[Stored data Boundary: Start]

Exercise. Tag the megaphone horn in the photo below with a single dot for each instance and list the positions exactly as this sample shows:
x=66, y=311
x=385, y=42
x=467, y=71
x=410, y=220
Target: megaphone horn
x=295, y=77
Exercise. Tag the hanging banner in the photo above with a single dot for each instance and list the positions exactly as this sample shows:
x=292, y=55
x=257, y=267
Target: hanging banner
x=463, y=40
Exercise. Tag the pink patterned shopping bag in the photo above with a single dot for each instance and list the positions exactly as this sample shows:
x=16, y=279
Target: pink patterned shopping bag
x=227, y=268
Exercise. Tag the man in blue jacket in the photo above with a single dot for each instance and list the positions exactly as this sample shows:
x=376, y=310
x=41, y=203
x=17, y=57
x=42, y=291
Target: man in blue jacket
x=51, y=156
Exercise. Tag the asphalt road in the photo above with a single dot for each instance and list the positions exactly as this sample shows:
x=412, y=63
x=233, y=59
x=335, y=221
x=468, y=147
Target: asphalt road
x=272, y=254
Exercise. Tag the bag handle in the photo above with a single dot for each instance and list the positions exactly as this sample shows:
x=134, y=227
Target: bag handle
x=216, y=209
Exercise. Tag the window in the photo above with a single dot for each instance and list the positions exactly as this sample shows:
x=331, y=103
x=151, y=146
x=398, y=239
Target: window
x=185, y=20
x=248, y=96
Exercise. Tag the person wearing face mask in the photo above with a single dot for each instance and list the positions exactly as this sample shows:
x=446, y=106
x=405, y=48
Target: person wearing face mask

[Stored data Boundary: End]
[Stored data Boundary: Start]

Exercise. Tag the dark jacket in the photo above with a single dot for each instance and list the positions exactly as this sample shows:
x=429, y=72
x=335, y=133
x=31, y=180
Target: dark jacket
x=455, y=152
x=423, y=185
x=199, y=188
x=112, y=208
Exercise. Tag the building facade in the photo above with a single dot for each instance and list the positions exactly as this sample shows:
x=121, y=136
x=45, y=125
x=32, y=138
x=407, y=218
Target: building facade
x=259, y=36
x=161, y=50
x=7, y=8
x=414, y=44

[Stored data Boundary: End]

(About this exercise)
Determine the number of lines in the listing that hold the word "person". Nothing but that number is wanted.

(Exercise output)
2